### Source document:
>> Start
The erstwhile colonial masters of India, the British, had contempt and disgust for ‘Hinduism’, the so-called majority religion in India. During their rule, they did their best to destroy this religion, inter alia, by bringing it maximally under their control also through legislation. The Indian Constitution took over this attitude from the British and enslaved the Indian traditions to the whims, fancies and arbitrary wills of politicians and bureaucrats. Whether it is about employing Archakas or controlling the finances of temples, whether it is about performance of seva by the devotees or about the practicing of kinds of fasting, the Indian central and state governments have taken complete and total control of Indian traditions and justify this by considering all such issues as ‘laukika’ (translating this term as ‘secular’). From the local tahsildar to the state- and central-level IAS officers, bureaucrats control and direct Hindu religious activities: from defining the route of processions to lighting the firecrackers. State governments loot the wealth of temples after suitably lining the pockets of officials and politicians.

This type of rules and regulations applies only to the Hindu religions and traditions; the Christian, Muslim, Jewish, etc. religions enjoy autonomy, freedom and protection as ‘minority’ religions. Only ‘Hinduism’, the majority religion, has no religious freedom in India. The Supreme Court of India just follows the State here: the latter should have absolute control over all ‘laukika’ matters regarding religion.

The Sabarimala verdict is merely the latest episode in the saga authored by the British centuries ago and continued by Indian hands now. These Indians too believe that Hinduism is a barbaric religion, an affront to values like ‘equality’, ‘progress’, ‘democracy’ and so on. How true is this story recited by the ‘secular’ and ‘Marxist’ intellectuals of India for nearly 80 years now? What are the values in western jurisprudence (like ‘freedom’, ‘equality’, etc.), which allegedly stand in conflict with an Indian religion like ‘Hinduism’? Is the idea of religious freedom, as formulated in western legal traditions, compatible with the way in which the Indian law-giver has dealt with Hinduism? Do Hindus enjoy the same religious freedom in India that is being enjoyed by Muslims, Christians and Jews? How is it possible to put all temples under the control of bureaucrats and the State, when doing something similar to mosques, churches and synagogues is unthinkable and forbidden? These are only some of the questions that arise to anyone with some knowledge of the situation in India.

Prof. Balagangadhara (Balu, who has been doing scientific research into Indian culture and her traditions for the last 35 years) and his student prof. Jakob De Roover (a member of prof. Balu’s research group in Belgium) have recently begun guiding historical and jurisprudential research into these questions. The first result is a Master’s thesis in Law at Ghent University in Belgium submitted in September 2018. While we refer the reader to this thesis for details, its central question has once again been brought to the limelight by the Sabarimala case: How has the Indian State dealt with Hindu temples and traditions in the post-Independence period? Here, we see a state institution, the Supreme Court of India, intervene in the age-old traditions of a temple and ban a practice which is considered highly important by the Ayyappa devotees and pilgrims visiting the temple.
>> End
### Task objective:
Resume the passage on the Indian State's control of Hindu temples from its final sentence. The listing that follows is separate material.

### Provided data:
>> Start
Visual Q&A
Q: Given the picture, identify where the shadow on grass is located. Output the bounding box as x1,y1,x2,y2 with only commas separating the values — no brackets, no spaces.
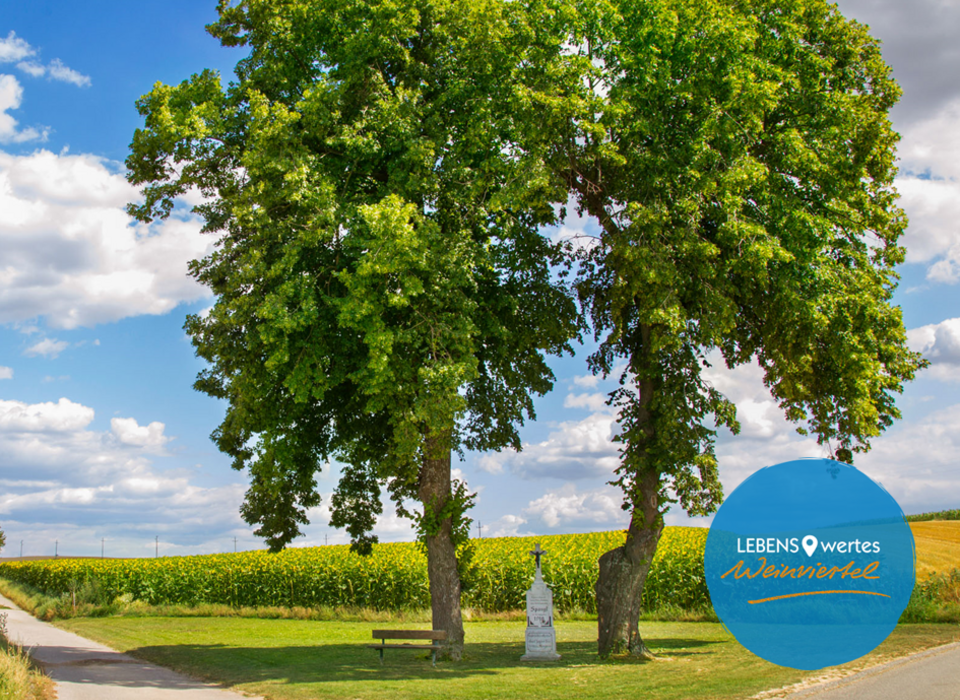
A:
>> End
### Final result:
To large sections of the media and the intelligentsia, such cases establish the liberal credentials of the judges of India’s apex court and the fact that Hinduism remains in need of reform by the state. To most Hindus, however, they are typical instances of a system of political and bureaucratic intrusion into their temples and traditions. After all, this was not a one-off case. In the past decades, the Indian courts have allowed state governments to take over the management of tens of thousands of Hindu temples. Today, it has become self-evident that government officials have the authority to supervise all temples that are classified as ‘public’ by the state. This supervision not only pertains to the finances and everyday administration of the temples, but often extends to the organization of rituals and festivals. And the Indian courts endorse this government control of temples; even more, they explicitly grant the authority to the state bureaucracy to interfere in the traditional practices of the temples.

Along the way, the judges regularly tell the people that their practices are backward and based on irrational beliefs. They insist that the Hindus do not know their own religion and hold forth about the true nature of Hinduism. In the Sabarimala case, for instance, the Chief Justice of India told the Ayyappa devotees that their practice is mired in chauvinism and patriarchy and based on beliefs about the treatment of women as ‘chattel of man’. It is contrary to the true Hindu religion, he argued, since “it is an essential part of the Hindu religion to allow Hindu women to enter into a temple as devotees and followers of Hindu religion and offer their prayers to the deity.” Therefore, this ‘exclusionary’ practice cannot have the status of “an essential practice of Hindu religion.”

In all such cases, the courts take over the task of teaching the people how to be good Hindus and of deciding which practices are essential to Hinduism and which are not. The government is then free to take control of all domains of traditional practice which are judged ‘non-essential’ to Hindu religion. They are supported here by the Indian constitution. And still, India is supposed to be a secular republic that guarantees the constitutional right to freedom of religion.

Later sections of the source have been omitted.